#### WHAT TO WORK ON:
Show all lines below holding the string "search".

::: MATERIAL TO PROCESS :::

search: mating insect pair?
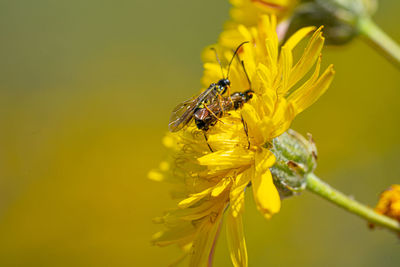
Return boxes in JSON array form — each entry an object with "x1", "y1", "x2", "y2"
[
  {"x1": 193, "y1": 89, "x2": 253, "y2": 131},
  {"x1": 168, "y1": 42, "x2": 252, "y2": 151}
]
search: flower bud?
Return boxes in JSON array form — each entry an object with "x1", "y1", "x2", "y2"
[
  {"x1": 286, "y1": 0, "x2": 377, "y2": 45},
  {"x1": 373, "y1": 185, "x2": 400, "y2": 224},
  {"x1": 269, "y1": 129, "x2": 317, "y2": 198}
]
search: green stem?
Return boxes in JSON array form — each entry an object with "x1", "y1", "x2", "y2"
[
  {"x1": 306, "y1": 173, "x2": 400, "y2": 233},
  {"x1": 358, "y1": 16, "x2": 400, "y2": 69}
]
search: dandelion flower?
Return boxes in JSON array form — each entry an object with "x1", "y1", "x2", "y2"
[
  {"x1": 150, "y1": 15, "x2": 334, "y2": 267},
  {"x1": 374, "y1": 185, "x2": 400, "y2": 223},
  {"x1": 227, "y1": 0, "x2": 299, "y2": 28}
]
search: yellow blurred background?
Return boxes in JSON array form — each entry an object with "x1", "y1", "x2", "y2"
[{"x1": 0, "y1": 1, "x2": 399, "y2": 266}]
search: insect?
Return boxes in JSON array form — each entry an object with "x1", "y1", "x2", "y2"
[
  {"x1": 194, "y1": 89, "x2": 253, "y2": 131},
  {"x1": 168, "y1": 41, "x2": 249, "y2": 133},
  {"x1": 194, "y1": 89, "x2": 253, "y2": 151}
]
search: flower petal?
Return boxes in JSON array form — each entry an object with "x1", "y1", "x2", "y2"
[
  {"x1": 288, "y1": 26, "x2": 325, "y2": 89},
  {"x1": 288, "y1": 64, "x2": 335, "y2": 115},
  {"x1": 268, "y1": 97, "x2": 295, "y2": 138},
  {"x1": 252, "y1": 149, "x2": 280, "y2": 219},
  {"x1": 226, "y1": 211, "x2": 248, "y2": 267},
  {"x1": 286, "y1": 53, "x2": 321, "y2": 99},
  {"x1": 277, "y1": 46, "x2": 293, "y2": 95},
  {"x1": 189, "y1": 213, "x2": 224, "y2": 267},
  {"x1": 152, "y1": 222, "x2": 196, "y2": 247},
  {"x1": 163, "y1": 200, "x2": 218, "y2": 224},
  {"x1": 198, "y1": 147, "x2": 253, "y2": 170},
  {"x1": 230, "y1": 168, "x2": 253, "y2": 217},
  {"x1": 284, "y1": 26, "x2": 316, "y2": 50},
  {"x1": 178, "y1": 187, "x2": 213, "y2": 209},
  {"x1": 212, "y1": 178, "x2": 232, "y2": 197},
  {"x1": 241, "y1": 103, "x2": 266, "y2": 145}
]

:::

#### EXERCISE OUTPUT:
search: mating insect pair?
search: flower bud?
search: green stem?
search: dandelion flower?
search: yellow blurred background?
search: insect?
search: flower petal?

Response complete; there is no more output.